_Set exercise_.
Below are records; transcribe only the line with "locate | one dot per instance of the flag" and those after it, through the last line, without any change.

_Source material_.
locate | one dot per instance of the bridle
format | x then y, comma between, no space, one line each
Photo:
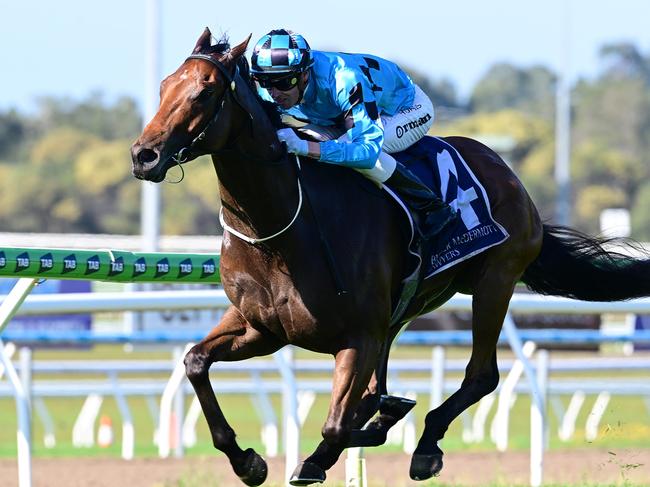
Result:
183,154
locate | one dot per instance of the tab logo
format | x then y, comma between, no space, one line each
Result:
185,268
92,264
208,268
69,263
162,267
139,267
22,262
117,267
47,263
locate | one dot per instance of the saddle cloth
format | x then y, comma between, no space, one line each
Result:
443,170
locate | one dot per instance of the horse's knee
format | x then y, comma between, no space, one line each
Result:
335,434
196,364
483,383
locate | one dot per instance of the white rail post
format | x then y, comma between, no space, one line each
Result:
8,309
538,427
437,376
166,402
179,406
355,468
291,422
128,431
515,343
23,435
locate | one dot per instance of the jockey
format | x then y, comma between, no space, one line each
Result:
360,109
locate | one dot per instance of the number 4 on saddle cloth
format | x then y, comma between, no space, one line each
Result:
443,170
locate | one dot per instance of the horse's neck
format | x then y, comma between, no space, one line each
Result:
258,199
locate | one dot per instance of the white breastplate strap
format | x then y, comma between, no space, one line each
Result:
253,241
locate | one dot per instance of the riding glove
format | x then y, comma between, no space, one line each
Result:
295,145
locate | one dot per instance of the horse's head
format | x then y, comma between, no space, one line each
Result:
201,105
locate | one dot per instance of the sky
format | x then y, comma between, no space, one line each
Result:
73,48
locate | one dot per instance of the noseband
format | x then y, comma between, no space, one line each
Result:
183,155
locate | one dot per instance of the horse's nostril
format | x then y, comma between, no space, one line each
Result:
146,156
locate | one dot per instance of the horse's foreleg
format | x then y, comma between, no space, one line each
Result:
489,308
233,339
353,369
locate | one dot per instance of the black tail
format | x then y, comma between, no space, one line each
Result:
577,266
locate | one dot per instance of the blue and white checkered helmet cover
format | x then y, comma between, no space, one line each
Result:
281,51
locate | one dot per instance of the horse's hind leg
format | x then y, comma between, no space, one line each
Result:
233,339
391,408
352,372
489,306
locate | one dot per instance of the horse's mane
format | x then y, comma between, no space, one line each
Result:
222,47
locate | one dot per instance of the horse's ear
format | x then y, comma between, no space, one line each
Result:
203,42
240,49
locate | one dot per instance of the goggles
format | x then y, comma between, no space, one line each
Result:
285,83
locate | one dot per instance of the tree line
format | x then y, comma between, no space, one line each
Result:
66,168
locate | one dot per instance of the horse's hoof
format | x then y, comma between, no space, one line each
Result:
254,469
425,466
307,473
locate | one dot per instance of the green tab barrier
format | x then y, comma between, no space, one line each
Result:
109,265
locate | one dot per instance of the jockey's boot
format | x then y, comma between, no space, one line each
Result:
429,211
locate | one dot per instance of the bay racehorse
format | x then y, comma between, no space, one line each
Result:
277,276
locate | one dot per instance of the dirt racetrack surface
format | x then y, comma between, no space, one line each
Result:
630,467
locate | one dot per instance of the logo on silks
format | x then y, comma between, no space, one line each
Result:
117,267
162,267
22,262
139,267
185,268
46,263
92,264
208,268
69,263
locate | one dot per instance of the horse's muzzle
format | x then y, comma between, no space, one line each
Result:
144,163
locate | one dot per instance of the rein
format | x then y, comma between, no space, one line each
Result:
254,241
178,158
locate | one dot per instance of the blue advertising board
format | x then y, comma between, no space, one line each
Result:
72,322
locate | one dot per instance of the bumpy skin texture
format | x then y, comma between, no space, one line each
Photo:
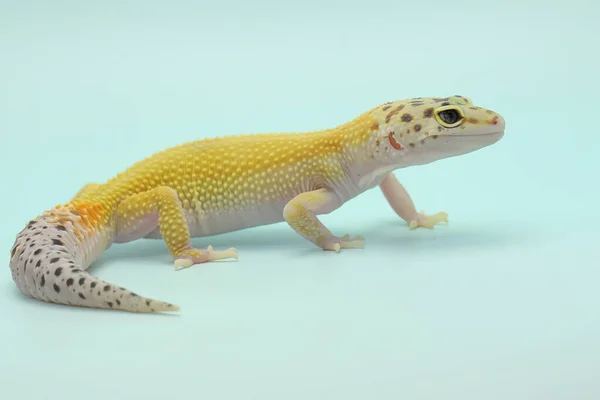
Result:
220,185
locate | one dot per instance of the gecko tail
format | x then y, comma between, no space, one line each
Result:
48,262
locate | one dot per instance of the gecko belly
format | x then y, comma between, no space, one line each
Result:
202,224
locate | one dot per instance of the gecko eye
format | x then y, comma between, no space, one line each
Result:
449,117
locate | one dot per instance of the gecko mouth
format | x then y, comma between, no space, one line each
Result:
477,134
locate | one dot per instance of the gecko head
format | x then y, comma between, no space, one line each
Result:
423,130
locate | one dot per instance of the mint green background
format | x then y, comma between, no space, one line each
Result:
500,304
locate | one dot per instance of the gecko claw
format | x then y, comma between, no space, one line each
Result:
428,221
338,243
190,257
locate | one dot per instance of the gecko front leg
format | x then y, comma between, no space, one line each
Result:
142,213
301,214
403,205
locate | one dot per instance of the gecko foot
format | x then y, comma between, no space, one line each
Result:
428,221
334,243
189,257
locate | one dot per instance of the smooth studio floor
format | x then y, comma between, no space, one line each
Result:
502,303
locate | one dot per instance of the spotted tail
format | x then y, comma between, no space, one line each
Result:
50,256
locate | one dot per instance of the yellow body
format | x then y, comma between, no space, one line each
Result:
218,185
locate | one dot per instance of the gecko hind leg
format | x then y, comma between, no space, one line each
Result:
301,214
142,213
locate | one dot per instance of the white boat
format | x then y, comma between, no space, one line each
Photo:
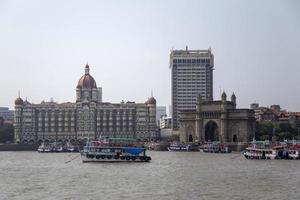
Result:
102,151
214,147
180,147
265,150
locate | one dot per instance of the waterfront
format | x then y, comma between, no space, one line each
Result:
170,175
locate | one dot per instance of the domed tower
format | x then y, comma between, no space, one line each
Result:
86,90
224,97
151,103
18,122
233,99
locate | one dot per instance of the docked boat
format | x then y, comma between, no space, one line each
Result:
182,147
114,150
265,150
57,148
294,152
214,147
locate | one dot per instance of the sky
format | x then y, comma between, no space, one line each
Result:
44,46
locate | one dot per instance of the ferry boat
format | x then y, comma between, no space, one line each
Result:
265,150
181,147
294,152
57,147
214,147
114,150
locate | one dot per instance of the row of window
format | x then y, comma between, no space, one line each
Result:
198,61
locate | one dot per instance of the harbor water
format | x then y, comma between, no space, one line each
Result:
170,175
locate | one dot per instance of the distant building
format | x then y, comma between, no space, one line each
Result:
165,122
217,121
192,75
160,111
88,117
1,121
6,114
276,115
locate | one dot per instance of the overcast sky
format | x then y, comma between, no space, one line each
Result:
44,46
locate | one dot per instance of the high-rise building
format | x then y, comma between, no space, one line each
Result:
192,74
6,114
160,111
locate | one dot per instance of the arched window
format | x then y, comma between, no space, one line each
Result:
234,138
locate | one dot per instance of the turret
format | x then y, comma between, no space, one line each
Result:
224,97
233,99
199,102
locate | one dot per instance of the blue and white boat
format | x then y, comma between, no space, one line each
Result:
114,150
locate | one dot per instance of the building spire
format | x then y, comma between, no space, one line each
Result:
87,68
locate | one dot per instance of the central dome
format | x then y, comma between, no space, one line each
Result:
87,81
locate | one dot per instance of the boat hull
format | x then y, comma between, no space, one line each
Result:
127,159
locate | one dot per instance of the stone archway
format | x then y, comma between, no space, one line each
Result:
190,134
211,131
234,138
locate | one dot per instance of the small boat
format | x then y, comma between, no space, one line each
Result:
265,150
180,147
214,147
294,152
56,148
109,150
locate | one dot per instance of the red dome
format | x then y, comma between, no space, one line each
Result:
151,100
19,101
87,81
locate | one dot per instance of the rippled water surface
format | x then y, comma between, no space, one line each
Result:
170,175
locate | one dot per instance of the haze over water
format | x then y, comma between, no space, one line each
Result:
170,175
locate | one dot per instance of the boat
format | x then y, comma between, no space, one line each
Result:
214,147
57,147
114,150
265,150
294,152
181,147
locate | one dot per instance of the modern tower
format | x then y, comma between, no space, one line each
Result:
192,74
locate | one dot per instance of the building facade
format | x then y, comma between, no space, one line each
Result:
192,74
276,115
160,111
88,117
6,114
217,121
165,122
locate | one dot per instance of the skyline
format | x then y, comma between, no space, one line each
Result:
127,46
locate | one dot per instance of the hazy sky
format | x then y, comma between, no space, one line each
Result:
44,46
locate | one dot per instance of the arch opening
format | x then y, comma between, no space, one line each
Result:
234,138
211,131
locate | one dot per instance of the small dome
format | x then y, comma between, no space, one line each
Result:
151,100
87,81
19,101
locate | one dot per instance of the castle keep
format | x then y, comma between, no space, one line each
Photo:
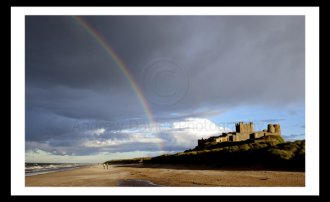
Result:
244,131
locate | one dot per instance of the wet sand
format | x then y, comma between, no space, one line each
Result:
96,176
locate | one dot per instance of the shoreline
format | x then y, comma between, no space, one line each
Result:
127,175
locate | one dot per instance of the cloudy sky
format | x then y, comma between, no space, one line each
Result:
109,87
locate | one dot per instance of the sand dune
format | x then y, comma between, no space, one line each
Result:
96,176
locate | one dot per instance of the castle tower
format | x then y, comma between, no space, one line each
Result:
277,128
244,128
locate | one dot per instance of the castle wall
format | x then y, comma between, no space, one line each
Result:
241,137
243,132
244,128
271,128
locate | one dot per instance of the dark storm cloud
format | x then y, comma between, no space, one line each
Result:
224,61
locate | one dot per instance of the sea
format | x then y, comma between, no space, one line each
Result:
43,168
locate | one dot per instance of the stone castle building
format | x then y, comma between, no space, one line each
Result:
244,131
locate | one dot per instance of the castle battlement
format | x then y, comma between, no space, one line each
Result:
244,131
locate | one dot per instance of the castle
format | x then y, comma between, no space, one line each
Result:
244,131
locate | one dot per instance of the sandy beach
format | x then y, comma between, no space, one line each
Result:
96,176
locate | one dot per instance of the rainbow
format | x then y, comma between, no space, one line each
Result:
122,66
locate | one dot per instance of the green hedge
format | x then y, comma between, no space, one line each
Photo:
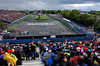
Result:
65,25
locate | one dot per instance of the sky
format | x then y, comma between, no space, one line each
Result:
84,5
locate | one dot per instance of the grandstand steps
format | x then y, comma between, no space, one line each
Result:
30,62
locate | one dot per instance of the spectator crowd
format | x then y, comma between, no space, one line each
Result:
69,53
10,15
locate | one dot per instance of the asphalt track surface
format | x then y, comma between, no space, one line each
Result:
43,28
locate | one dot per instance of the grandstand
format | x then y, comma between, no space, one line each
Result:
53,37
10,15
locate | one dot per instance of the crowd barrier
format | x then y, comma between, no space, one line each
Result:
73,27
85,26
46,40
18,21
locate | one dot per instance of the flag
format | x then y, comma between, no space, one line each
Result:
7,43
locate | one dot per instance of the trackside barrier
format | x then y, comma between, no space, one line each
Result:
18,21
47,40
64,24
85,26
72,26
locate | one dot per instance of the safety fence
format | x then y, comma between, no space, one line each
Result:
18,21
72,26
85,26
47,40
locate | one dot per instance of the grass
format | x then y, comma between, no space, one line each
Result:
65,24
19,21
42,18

_Final result_.
locate | one dot per instance of the flag
format | x then y, comma between, no space, one line each
Result:
7,43
locate | one dot per instance of the trackside barrier
format | x then y, comma between, no space, one line each
Result:
18,21
47,40
64,24
85,26
72,26
locate | one dot per instance of the safety fence
format | x then y, comma between, no space, one line each
Result:
18,21
72,26
85,26
47,40
locate | one dot per instance of the grass
format | x then y, comma between, no space, one line each
Result:
65,24
19,21
42,18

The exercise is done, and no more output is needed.